Task description = Please use the town hall text below to explain, in one to three sentences, why the town council decided in the 1960s to commission a modern building.

Text provided =

Start of Block

In the mid-19th century, the town council led by the mayor, Pierre Lamouroux, sought a suitable building for use as its town hall. It decided to acquire a private mansion at the corner of Avenue Maximilien-Robespierre and the Avenue de l'Abbé Roger Derry. The mansion was designed in the Louis XIV style, built in ashlar stone and was completed in the 17th century. The building had been owned by Isidore Félicité Lottin de la Gérie, Countess Walsh and the council completed the purchase on 12 March 1853. The design originally involved an asymmetrical main frontage, consisting of two pavilions and a connecting section, facing onto Place Saint-Just. The frontage was improved in 1886, when the two-storey left-hand pavilion was given a balustraded parapet and the single-storey right-hand pavilion was given an extra storey and a pediment with a clock in the tympanum. Then in the 1920s, the connecting section was set back, and given a porch formed by Doric order columns.

During the Paris insurrection on 19 August 1944, part the Second World War, members of the French Resistance, led by Paul Armangot, seized the town hall. German troops briefly regained control and Armangot was shot, but the town was liberated on 25 August 1944.

In the 1960s, following a significant increase in population, the town council decided to commission a modern building. However, slow progress was made over the next twenty years, and several designs were rejected for financial reasons. The site they selected was on the corner of Avenue Lucien-Français and Avenue Youri-Gagarine. The foundation stone for the new building was laid on 28 May 1983. It was designed by François Girard in the modern style, built in red brick and was officially opened by the mayor, Paul Mercieca, on 30 November 1985.

End of Block

Record extracts =
Start of Block

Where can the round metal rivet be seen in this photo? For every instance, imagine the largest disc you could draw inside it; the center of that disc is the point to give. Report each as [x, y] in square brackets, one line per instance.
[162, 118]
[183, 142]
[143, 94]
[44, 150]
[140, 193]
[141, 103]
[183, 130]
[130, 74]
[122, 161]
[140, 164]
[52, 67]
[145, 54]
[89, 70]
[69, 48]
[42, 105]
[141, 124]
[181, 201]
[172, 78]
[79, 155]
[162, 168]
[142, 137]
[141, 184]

End of Block

Solution for this problem = The council made that decision because the town's population had increased significantly.